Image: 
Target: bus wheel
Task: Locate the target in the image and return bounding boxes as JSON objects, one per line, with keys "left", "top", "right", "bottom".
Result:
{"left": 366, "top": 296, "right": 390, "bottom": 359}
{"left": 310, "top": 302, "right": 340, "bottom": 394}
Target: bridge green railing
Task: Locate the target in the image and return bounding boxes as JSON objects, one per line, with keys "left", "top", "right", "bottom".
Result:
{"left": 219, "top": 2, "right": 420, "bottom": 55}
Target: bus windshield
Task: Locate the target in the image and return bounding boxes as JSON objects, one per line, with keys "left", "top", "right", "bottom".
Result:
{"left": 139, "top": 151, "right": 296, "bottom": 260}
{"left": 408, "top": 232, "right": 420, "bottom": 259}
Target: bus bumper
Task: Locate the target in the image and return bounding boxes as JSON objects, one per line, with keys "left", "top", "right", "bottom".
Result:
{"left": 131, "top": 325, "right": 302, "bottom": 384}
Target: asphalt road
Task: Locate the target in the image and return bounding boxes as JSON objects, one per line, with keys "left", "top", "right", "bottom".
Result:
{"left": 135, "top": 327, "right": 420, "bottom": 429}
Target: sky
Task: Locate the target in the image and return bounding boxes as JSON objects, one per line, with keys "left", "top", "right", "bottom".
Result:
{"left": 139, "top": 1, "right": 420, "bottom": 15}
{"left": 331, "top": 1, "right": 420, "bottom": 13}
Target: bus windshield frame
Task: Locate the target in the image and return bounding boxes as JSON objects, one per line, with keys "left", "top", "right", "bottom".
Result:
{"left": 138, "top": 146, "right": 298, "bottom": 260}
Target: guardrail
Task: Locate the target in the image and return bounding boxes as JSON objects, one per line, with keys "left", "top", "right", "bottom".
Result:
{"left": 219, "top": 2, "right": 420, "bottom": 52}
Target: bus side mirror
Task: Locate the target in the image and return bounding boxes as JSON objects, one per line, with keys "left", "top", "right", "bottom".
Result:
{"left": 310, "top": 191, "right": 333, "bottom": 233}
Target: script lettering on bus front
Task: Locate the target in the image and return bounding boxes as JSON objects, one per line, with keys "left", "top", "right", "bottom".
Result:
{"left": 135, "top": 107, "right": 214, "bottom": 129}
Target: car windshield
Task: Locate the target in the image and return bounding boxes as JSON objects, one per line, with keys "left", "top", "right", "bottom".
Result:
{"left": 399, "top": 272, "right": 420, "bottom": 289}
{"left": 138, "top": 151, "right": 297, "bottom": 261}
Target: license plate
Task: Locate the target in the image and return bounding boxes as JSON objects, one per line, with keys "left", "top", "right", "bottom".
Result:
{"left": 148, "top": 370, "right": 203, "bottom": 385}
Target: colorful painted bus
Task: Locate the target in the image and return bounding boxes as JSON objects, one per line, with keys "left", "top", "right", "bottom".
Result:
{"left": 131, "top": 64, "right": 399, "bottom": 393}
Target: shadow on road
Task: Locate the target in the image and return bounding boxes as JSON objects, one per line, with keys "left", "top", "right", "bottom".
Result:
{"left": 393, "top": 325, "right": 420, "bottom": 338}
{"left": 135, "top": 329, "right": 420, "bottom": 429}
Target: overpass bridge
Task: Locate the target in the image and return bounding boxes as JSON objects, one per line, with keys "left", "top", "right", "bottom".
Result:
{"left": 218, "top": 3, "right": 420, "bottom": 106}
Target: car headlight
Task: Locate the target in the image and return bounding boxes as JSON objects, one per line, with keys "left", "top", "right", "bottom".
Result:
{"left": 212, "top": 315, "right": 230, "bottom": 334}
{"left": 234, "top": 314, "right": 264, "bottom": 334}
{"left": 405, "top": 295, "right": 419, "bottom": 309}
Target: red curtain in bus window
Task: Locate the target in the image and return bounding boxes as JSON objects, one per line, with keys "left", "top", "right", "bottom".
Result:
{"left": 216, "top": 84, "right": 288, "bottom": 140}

## Goal of the exercise
Search the entries for the word "bridge" and show every line that has it.

## Solution for this exercise
Target: bridge green railing
Target: overpass bridge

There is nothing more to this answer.